**Aim**.
Print the lines below exactly as they appear, starting at the line that contains "Target: brown sectional sofa" and continuing through the end of the material.

(Pointing material)
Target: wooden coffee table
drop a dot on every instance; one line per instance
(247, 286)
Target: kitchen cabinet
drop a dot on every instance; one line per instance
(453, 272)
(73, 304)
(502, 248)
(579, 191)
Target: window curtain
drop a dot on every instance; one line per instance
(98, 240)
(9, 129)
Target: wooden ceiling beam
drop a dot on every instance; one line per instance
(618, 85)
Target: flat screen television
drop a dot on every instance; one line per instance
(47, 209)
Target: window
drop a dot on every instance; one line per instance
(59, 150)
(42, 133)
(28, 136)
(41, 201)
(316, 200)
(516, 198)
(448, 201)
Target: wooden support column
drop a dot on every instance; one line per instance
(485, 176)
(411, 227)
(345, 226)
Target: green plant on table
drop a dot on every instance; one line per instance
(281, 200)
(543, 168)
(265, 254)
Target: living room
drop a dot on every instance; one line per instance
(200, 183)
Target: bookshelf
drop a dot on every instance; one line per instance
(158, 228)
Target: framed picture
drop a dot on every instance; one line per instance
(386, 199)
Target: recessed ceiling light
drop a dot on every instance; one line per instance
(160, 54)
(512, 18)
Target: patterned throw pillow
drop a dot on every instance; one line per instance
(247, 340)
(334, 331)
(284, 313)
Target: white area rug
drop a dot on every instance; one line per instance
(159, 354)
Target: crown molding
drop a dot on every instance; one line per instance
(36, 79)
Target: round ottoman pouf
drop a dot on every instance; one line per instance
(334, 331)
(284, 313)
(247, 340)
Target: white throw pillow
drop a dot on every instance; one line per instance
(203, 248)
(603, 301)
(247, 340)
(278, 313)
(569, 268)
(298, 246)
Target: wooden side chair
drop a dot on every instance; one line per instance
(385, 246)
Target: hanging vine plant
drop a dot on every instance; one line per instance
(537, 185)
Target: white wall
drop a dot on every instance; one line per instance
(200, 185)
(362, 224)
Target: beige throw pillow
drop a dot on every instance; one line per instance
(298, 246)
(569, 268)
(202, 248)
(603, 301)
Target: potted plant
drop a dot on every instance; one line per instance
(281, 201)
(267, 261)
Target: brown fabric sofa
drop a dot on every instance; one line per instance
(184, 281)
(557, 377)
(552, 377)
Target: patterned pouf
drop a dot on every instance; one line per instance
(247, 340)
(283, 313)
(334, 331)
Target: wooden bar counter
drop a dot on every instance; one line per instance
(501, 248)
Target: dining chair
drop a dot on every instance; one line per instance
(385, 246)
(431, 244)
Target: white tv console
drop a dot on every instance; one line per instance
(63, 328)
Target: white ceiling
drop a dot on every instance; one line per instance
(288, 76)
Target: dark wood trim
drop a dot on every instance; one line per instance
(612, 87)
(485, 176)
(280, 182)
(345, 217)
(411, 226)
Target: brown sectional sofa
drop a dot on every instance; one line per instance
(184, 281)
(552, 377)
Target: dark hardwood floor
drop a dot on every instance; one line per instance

**The answer**.
Target: brown sectional sofa
drop a dot on every instance; one line per instance
(184, 281)
(552, 377)
Target: dark hardwood floor
drop a dot on every instance; one line per instance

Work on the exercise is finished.